[Material for this exercise]

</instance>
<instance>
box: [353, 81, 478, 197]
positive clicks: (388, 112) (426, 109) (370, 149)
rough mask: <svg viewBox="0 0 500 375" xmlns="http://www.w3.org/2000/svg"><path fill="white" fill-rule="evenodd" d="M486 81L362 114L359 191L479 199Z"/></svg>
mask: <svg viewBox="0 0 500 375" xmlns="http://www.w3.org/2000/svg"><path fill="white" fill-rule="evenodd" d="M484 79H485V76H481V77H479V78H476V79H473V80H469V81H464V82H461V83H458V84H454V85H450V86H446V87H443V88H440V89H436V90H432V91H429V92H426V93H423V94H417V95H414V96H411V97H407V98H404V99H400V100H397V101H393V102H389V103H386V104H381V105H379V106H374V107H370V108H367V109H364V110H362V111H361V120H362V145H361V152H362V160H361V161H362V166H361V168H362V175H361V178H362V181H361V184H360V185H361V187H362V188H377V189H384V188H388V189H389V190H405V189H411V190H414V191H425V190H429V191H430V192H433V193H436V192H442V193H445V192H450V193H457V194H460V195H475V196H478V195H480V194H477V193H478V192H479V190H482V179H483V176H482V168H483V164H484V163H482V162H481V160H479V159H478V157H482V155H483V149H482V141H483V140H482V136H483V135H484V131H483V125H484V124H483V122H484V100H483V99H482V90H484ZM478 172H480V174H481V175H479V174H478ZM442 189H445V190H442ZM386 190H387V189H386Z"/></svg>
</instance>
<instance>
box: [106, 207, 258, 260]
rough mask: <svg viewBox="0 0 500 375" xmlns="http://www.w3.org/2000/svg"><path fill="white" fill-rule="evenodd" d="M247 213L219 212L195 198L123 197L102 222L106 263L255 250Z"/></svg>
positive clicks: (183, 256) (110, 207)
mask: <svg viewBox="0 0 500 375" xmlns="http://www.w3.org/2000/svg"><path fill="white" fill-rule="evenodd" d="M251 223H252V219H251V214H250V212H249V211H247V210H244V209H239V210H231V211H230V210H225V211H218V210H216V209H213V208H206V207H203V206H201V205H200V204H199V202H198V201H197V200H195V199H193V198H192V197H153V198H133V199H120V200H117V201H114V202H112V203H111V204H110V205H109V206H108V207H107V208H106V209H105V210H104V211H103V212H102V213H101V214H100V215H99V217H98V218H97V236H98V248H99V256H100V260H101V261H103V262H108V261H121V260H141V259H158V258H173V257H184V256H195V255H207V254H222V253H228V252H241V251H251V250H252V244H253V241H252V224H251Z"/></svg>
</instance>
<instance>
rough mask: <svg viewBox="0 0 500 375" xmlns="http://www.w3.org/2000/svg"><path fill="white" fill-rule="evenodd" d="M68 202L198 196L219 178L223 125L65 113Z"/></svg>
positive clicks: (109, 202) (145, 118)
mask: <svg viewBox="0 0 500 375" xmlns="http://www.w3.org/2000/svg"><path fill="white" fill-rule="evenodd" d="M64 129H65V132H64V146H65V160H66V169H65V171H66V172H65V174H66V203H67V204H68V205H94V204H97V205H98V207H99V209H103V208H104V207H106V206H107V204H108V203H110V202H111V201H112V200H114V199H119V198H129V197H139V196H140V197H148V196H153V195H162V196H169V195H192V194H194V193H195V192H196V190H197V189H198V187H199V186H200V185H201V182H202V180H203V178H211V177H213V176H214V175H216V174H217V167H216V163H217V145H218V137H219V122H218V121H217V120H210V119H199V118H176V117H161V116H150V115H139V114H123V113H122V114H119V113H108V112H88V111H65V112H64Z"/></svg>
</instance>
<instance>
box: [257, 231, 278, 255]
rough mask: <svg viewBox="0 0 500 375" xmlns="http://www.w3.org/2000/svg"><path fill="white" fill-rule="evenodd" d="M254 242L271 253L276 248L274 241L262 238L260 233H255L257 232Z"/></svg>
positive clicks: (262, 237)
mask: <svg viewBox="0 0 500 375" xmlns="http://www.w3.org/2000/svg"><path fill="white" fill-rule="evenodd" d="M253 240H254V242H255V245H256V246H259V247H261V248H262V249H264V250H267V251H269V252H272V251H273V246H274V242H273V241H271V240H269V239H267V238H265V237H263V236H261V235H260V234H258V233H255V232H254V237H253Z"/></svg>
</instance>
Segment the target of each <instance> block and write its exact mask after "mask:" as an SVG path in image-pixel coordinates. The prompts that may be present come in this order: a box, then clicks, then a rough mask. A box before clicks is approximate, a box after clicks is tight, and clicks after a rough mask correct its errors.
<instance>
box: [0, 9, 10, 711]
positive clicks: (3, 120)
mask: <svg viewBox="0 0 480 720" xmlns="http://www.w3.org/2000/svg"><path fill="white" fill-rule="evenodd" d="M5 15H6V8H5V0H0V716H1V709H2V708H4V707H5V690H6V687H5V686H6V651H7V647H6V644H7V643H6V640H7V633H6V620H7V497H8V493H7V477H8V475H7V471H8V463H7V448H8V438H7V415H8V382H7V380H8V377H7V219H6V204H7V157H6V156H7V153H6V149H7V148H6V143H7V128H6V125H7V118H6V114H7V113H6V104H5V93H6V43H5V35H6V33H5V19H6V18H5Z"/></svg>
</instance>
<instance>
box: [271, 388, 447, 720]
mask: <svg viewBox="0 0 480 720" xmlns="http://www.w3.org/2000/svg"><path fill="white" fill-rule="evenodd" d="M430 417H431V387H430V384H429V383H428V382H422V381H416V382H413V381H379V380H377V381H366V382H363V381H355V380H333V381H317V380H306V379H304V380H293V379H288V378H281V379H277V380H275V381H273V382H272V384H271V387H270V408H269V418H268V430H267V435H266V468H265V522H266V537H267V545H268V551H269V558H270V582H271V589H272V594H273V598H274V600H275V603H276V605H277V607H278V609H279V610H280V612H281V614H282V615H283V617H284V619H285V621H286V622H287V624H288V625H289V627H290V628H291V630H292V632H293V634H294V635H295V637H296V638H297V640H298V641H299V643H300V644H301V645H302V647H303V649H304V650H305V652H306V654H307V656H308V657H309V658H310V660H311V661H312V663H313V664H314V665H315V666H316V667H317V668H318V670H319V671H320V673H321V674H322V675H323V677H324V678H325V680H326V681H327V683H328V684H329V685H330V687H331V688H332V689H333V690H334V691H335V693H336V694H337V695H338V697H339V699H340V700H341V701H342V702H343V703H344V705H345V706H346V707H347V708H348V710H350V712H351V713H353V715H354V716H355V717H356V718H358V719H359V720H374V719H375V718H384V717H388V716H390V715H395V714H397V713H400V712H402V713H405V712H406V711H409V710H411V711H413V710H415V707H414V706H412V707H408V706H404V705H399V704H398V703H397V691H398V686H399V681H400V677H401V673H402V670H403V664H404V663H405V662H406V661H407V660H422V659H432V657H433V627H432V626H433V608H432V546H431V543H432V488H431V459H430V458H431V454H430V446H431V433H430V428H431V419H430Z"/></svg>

[/Material for this exercise]

» Work to be completed:
Each record above should be transcribed exactly.

» Response to this exercise:
</instance>
<instance>
box: [353, 81, 478, 197]
positive clicks: (388, 112) (426, 109) (370, 149)
rough mask: <svg viewBox="0 0 500 375" xmlns="http://www.w3.org/2000/svg"><path fill="white" fill-rule="evenodd" d="M486 81L362 114L359 191L479 199Z"/></svg>
mask: <svg viewBox="0 0 500 375" xmlns="http://www.w3.org/2000/svg"><path fill="white" fill-rule="evenodd" d="M484 79H485V76H481V77H479V78H476V79H473V80H469V81H464V82H461V83H458V84H454V85H450V86H446V87H443V88H440V89H436V90H432V91H429V92H426V93H423V94H417V95H414V96H411V97H407V98H404V99H400V100H397V101H393V102H389V103H386V104H381V105H379V106H374V107H370V108H367V109H364V110H362V111H361V120H362V145H361V152H362V160H361V161H362V166H361V168H362V175H361V178H362V181H361V184H360V185H361V187H362V188H377V189H384V188H388V189H389V190H405V189H411V190H414V191H425V190H429V191H430V192H433V193H436V192H442V193H445V192H450V193H457V194H460V195H475V196H478V195H480V194H477V193H478V192H479V190H482V179H483V176H482V168H483V164H484V163H482V162H481V160H479V159H478V157H482V155H483V149H482V141H483V140H482V136H483V135H484V131H483V125H484V124H483V122H484V100H483V99H482V90H484ZM478 172H480V174H481V175H479V174H478ZM442 189H445V190H442ZM386 190H387V189H386Z"/></svg>
</instance>
<instance>
box: [106, 207, 258, 260]
rough mask: <svg viewBox="0 0 500 375" xmlns="http://www.w3.org/2000/svg"><path fill="white" fill-rule="evenodd" d="M247 213L219 212L195 198L123 197L102 222L106 263L255 250Z"/></svg>
positive clicks: (183, 256) (110, 207)
mask: <svg viewBox="0 0 500 375" xmlns="http://www.w3.org/2000/svg"><path fill="white" fill-rule="evenodd" d="M251 223H252V219H251V214H250V212H249V211H247V210H244V209H239V210H231V211H230V210H225V211H218V210H216V209H213V208H206V207H203V206H201V205H200V204H199V202H198V201H197V200H195V199H193V198H192V197H153V198H133V199H120V200H117V201H114V202H112V203H111V204H110V205H109V206H108V207H107V208H106V209H105V210H104V211H103V212H102V213H101V214H100V215H99V217H98V218H97V236H98V248H99V256H100V260H101V261H103V262H108V261H121V260H141V259H158V258H173V257H184V256H195V255H207V254H222V253H228V252H241V251H251V250H252V244H253V241H252V224H251Z"/></svg>
</instance>
<instance>
rough mask: <svg viewBox="0 0 500 375" xmlns="http://www.w3.org/2000/svg"><path fill="white" fill-rule="evenodd" d="M68 202L198 196L219 178L223 125L65 113Z"/></svg>
positive clicks: (109, 202) (145, 118)
mask: <svg viewBox="0 0 500 375" xmlns="http://www.w3.org/2000/svg"><path fill="white" fill-rule="evenodd" d="M64 129H65V132H64V146H65V160H66V169H65V171H66V172H65V174H66V203H67V204H68V205H94V204H97V205H98V207H99V209H103V208H104V207H106V206H107V204H108V203H110V202H111V201H112V200H114V199H119V198H129V197H139V196H140V197H148V196H153V195H162V196H169V195H192V194H194V193H195V192H196V190H197V189H198V187H199V186H200V185H201V182H202V180H203V178H211V177H213V176H214V175H216V174H217V167H216V163H217V145H218V137H219V122H218V121H217V120H210V119H199V118H176V117H161V116H150V115H139V114H123V113H122V114H119V113H108V112H88V111H65V112H64Z"/></svg>
</instance>
<instance>
box: [257, 231, 278, 255]
rough mask: <svg viewBox="0 0 500 375" xmlns="http://www.w3.org/2000/svg"><path fill="white" fill-rule="evenodd" d="M254 242L271 253L276 248L274 241L262 238L260 233H255L257 232Z"/></svg>
positive clicks: (262, 237)
mask: <svg viewBox="0 0 500 375" xmlns="http://www.w3.org/2000/svg"><path fill="white" fill-rule="evenodd" d="M253 240H254V242H255V245H256V246H259V247H261V248H262V249H264V250H267V251H269V252H272V251H273V246H274V242H273V241H271V240H269V239H267V238H265V237H263V236H261V235H260V234H258V233H255V232H254V237H253Z"/></svg>
</instance>
Segment the target of each <instance> block and write its exact mask after "mask:" as an SVG path in image-pixel coordinates. The prompts that may be present come in this order: a box, then clicks, then a rough mask. A box before clicks is approximate, a box after clicks is tight, and clicks after a rough mask correct its errors.
<instance>
box: [0, 9, 10, 711]
positive clicks: (3, 120)
mask: <svg viewBox="0 0 480 720" xmlns="http://www.w3.org/2000/svg"><path fill="white" fill-rule="evenodd" d="M5 15H6V8H5V0H0V716H1V709H2V708H4V707H5V690H6V687H5V686H6V651H7V647H6V644H7V643H6V640H7V633H6V620H7V497H8V493H7V477H8V475H7V471H8V463H7V448H8V438H7V415H8V382H7V380H8V377H7V219H6V204H7V157H6V156H7V153H6V149H7V148H6V143H7V128H6V125H7V118H6V114H7V113H6V104H5V93H6V43H5V35H6V33H5V19H6V18H5Z"/></svg>
</instance>
<instance>
box: [271, 388, 447, 720]
mask: <svg viewBox="0 0 480 720" xmlns="http://www.w3.org/2000/svg"><path fill="white" fill-rule="evenodd" d="M430 417H431V387H430V384H429V383H428V382H422V381H416V382H413V381H379V380H377V381H366V382H363V381H355V380H333V381H317V380H306V379H304V380H293V379H288V378H281V379H277V380H275V381H273V382H272V384H271V387H270V408H269V418H268V430H267V435H266V468H265V522H266V537H267V545H268V551H269V558H270V582H271V589H272V594H273V598H274V600H275V603H276V605H277V607H278V609H279V610H280V612H281V614H282V615H283V617H284V619H285V621H286V622H287V624H288V625H289V627H290V628H291V630H292V632H293V634H294V635H295V637H296V638H297V640H298V641H299V643H300V644H301V645H302V647H303V649H304V650H305V652H306V654H307V656H308V657H309V658H310V660H311V661H312V663H313V664H314V665H315V666H316V667H317V668H318V670H319V671H320V673H321V674H322V675H323V677H324V678H325V680H326V681H327V683H328V684H329V685H330V687H331V688H332V689H333V690H334V691H335V693H336V694H337V695H338V697H339V699H340V700H341V701H342V702H343V703H344V705H345V706H346V707H347V708H348V710H350V712H351V713H353V715H354V716H355V717H356V718H358V719H359V720H374V719H375V718H384V717H388V716H390V715H395V714H397V713H400V712H402V713H405V712H406V711H409V710H411V711H413V710H415V707H414V706H412V707H408V706H404V705H399V704H398V703H397V691H398V686H399V681H400V677H401V673H402V670H403V664H404V663H405V662H406V661H407V660H422V659H432V657H433V627H432V626H433V608H432V546H431V543H432V488H431V459H430V458H431V454H430V446H431V433H430V428H431V419H430Z"/></svg>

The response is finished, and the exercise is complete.